● **What the task asks**
How many lines of the data below contain the string "floor"? Reply with the number only.

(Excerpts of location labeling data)
□ □ □ □ □ □ □

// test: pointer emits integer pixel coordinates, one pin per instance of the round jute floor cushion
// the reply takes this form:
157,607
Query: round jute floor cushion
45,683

□ □ □ □ □ □ □

● **Problem solution**
2